Figure 4. Three studies have related IVUS minimum lumen area (MLA) in the left main coronary artery to long-term clinical events. Abizaid et al (A, with permission16); Fassa et al (B) (adapted with permission7); and C) an update of the LITRO Registry17 in a presentation by de la Torre Hernandez at TCT2017.

IVUS ASSESSMENT OF THE LMCA: PRACTICAL GUIDE

Three considerations are important from a technical standpoint when evaluating LMCA lesion severity. First, when studying an ostial LMCA stenosis, it is important to disengage the guiding catheter to avoid confusing the guiding catheter with an ostial stenosis, and it is important to maintain a coaxial relationship between the IVUS catheter and the LMCA ostium. Secondly, it is not reliable to use IVUS imaging of either the LCx or the LAD to infer the status of the other vessel tangentially during pullback, as either ostial lumen dimension or plaque burden assessment can be misleading18. Third, a discrepancy between the minimum lumen area (MLA) in the LMCA when imaging from the LAD or LCx can be generated by the oblique plane of the IVUS beam when the transducer turns from the daughter vessel with the greatest angle into the LMCA. This oblique transducer position can create an artificially large MLA, but not one that is artificially small; therefore, the smallest MLA is the most accurate. An example is shown in Figure 2.

As part of procedure planning, IVUS can be used before stent implantation to assess the following:

1)Risk of side branch (SB) compromise. Lesions proximal or distal to the SB or ostial SB stenoses affect the risk of SB compromise after main vessel stenting. Patients who have a “vulnerable” carina – the eyebrow sign19) or significant calcium20 identified by IVUS longitudinal reconstruction – are at particular risk of adverse carina shift towards the LCx.

2)Stent length. When using automated pullback, proposed stent length can be measured to limit residual stenosis in adjoining segments (i.e., geographic miss).

3)Stent diameters. Segmental stent diameters can be based on proximal and distal reference size measurements.

4)Reference size and length measurements can be used to plan the size and length of the “proximal optimisation technique (POT) balloon” to ensure that it fits within the stent from carina to the proximal stent edge.

Summary statements/recommendations

– The EBC recommends IVUS guidance for patients undergoing LMCA intervention.

– Given the unique prognostic implications of LMCA disease, the EBC recommends using a threshold MLA cut-off of 6 mm2 to indicate an LMCA that should be treated with revascularisation in a European population.

– Disengage the guiding catheter prior to image acquisition and ideally image from both the LAD and LCx to the LMCA with at least one pullback to the aorta.

– The vessel with the angiographically least apparent disease should be imaged back to the LMCA as a minimum guide for bifurcation strategy.

EVIDENCE THAT USING IVUS GUIDANCE DURING LMCA INTERVENTION IMPROVES OUTCOMES

The EBC recommends IVUS in all elective LMCA cases especially when clinical practice is evolving and especially when procedural complications occur or there is uncertainty.

(Dataset entries)
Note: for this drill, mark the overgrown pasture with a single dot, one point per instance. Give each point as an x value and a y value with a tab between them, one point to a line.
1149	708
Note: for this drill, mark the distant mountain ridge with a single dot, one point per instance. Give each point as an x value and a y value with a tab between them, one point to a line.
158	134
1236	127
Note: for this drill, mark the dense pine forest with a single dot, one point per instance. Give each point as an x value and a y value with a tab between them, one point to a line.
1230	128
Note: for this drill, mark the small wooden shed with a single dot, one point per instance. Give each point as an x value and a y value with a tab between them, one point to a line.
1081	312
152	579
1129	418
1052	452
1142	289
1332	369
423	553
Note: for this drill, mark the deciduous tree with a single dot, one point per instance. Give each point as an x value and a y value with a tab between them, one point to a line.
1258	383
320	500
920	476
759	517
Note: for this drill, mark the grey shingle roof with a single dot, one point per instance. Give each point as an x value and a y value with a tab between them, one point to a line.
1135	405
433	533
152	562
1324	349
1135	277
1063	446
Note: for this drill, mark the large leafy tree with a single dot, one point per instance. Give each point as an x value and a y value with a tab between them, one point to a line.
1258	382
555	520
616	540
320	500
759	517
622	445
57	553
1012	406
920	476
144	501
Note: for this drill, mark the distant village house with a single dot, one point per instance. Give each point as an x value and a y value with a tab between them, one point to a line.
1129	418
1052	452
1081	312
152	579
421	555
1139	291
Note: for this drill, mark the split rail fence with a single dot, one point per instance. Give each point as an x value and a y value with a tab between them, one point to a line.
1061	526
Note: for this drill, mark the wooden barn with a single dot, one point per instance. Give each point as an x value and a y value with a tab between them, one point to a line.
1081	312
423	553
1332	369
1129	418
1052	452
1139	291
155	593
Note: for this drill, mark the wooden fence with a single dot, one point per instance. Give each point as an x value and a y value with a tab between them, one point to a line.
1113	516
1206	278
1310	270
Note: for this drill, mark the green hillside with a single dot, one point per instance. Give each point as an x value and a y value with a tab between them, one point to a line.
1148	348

▶ _PARTS OF THE EXERCISE_:
(A) Answer these questions using the excerpt on IVUS assessment of the left main coronary artery:
(i) What MLA cut-off does the EBC recommend for indicating that an LMCA should be treated with revascularisation in a European population?
(ii) When the LMCA minimum lumen area differs between imaging from the LAD and from the LCx, which measurement is the most accurate?
(iii) Toward which vessel are patients with a "vulnerable" carina at particular risk of adverse carina shift?
(B) Continue the excerpt on IVUS guidance for left main coronary artery intervention from where it stops.
The dataset entries are separate material and have no connection to the excerpt on IVUS assessment of the left main coronary artery.

▶ _EXPECTED RESPONSES_:
(A)
(i) 6 mm2
(ii) The smallest MLA
(iii) The LCx

(B)
Single-centre data suggest that higher-volume operators get better outcomes when stenting patients with LMCA disease with less benefit from IVUS guidance, replicating some historical randomised trial data that did not clearly support IVUS imaging in every case21. However, Ye et al performed a meta-analysis of 10 studies indicating that IVUS guidance of LMCA stenting reduced the risk of all-cause mortality by 40% and cardiac death by 53% compared with conventional angiography-guided procedures22. In addition, IVUS guidance was associated with lower risks of TLR and definite or probable stent thrombosis but not MI or TVR. Among these included studies, one was a small randomised trial23; the others were either single-centre or multicentre registries24-28. Five were conference abstracts and only one study was later published as a manuscript28. This analysis was performed by the same group that assessed the impact of operator volume21.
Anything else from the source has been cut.